[TEKST ŹRÓDŁOWY]
<<<<
Ostatni taki Tour de Ski. Jak się pożegna Justyna?

W Nowy Rok początek Tour de Ski. Justyna Kowalczyk chce się dobrze pożegnać z wyścigiem, który wygrywała częściej niż ktokolwiek inny. Ale czy to oznacza miejsce blisko podium?

Dziesięć dni, osiem etapów, mnóstwo wspomnień. I dobrych, i dramatycznych. W żadnym innym momencie tego sezonu nie będzie tak mocno biło po oczach, że coś się w naszych biegach narciarskich kończy. To w Tour de Ski Justyna Kowalczyk rządziła najdłużej. Mogło być różnie w mistrzostwach świata i na igrzyskach, ale nie na Alpe Cermis. Tutaj kiedyś dawała pierwszy raz znać rywalkom, że już nadchodzi jej czas, tutaj udowadniała sobie, że może jeszcze wygrywać z Marit Bjoergen, tutaj zwyciężała cztery razy z rzędu.

Co było nie wróci

Co sezon dzieliła swoje bieganie na przed Tourem i po Tourze, wyścig był najlepszym sposobem na to, by dogonić wielką formę. Rozpędzić się, dojść do idealnej wagi, zdobyć tyle punktów, by jechać na mistrzostwa czy igrzyska będąc już blisko Kryształowej Kuli. Nawet w olimpijskim sezonie Soczi, gdy wycofała się tuż przed Tourem, bo nie podobały jej się zmiany w programie wymuszone przez kłopoty ze śniegiem, nie umiała się rozstać z Alpe Cermis. Wdrapywała się tam w finałową niedzielę Touru w biegu dla amatorów. A rok temu właśnie w Tourze pierwszy raz tak mocno odczuła, że co było nie wróci. Zemdlała na ostatnim kilometrze podbiegu, nie dokończyła wyścigu, zemściły się wszystkie wcześniejsze problemy: z przygotowaniami, ze smarowaniem. I tak po latach wygrywania została z innymi wspomnieniami: jeden Tour niezaczęty, drugi niedokończony.
>>>>
[TREŚĆ ZADANIA]
Podejmij tekst o pożegnaniu Justyny Kowalczyk z Tour de Ski po jego ostatnim zdaniu i napisz dalszy ciąg.

[WIERSZE DANYCH]
<<<<
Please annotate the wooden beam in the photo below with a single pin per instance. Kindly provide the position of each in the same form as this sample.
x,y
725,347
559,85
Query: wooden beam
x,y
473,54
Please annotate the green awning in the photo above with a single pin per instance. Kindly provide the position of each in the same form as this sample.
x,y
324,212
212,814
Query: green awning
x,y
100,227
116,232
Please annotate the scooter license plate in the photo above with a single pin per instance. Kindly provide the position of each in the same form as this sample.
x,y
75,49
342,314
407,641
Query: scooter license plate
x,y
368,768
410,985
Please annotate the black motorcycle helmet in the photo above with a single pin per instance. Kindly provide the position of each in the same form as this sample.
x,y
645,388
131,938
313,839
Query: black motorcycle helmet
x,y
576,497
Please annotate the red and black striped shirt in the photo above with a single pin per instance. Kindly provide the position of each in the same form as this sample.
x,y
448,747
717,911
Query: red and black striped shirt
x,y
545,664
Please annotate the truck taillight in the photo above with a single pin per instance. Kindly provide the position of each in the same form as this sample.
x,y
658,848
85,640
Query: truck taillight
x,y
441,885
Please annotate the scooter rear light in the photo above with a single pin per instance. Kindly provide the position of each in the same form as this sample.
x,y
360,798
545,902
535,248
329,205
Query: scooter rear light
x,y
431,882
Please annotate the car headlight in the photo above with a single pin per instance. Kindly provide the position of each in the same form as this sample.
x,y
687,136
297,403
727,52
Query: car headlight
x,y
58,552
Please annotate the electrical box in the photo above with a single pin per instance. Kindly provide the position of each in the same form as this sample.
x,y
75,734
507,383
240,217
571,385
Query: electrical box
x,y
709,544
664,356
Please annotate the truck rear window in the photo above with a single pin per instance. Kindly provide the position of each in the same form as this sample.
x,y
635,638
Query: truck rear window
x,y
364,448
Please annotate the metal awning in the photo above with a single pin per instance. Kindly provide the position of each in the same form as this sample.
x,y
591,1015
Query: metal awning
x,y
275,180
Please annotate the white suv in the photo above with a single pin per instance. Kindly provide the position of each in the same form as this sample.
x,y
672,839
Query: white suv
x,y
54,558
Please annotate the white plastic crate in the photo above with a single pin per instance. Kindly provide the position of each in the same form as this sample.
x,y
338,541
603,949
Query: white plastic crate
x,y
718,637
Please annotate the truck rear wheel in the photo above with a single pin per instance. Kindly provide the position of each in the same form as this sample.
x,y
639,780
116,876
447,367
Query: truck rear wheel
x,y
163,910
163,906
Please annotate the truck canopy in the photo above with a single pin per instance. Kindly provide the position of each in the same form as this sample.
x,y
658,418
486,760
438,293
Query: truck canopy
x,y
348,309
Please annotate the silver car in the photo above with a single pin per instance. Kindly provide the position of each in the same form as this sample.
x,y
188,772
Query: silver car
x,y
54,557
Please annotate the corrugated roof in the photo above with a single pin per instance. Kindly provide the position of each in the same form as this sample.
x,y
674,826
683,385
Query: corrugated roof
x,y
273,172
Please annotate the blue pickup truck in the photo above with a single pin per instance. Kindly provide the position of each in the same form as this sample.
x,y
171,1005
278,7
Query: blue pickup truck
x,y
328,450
>>>>
[ODPOWIEDŹ]
Boję się. Tak po ludzku się boję

- Alpe Cermis musi się dla mnie skończyć inaczej niż się zakończyło ostatnie. Zbyt wiele tam dobrego przeżyłam by źle kończyć tę znajomość. Boję się Alpe Cermis, tak po ludzku się boję. Ale muszę się przełamać i chcę to zrobić - mówiła Justyna Kowalczyk przed obecnym sezonem. Teraz o Tourze nie chce rozmawiać. Od dłuższego czasu nie mówi nic o pucharowych startach. A trener Aleksander Wierietielny, jak wiadomo, od igrzysk w Soczi nie mówi nic o niczym, więc Tour de Ski pozostaje wielką niewiadomą: forma Justyny, jej oczekiwania. W miarę pewne jest tylko to, że ma to być ostatni Tour w karierze. Pomysł na następne dwa sezony, mistrzostw świata w Lahti i igrzysk w Pjongczang, jest już inny. Z daleka od Pucharu Świata, a przede wszystkim od biegów łyżwą. Prawe kolano, remontowane i przed sezonem i - w trybie pilnym - na początku grudnia, mogłoby nie wytrzymać następnych letnich treningów pod styl łyżwowy.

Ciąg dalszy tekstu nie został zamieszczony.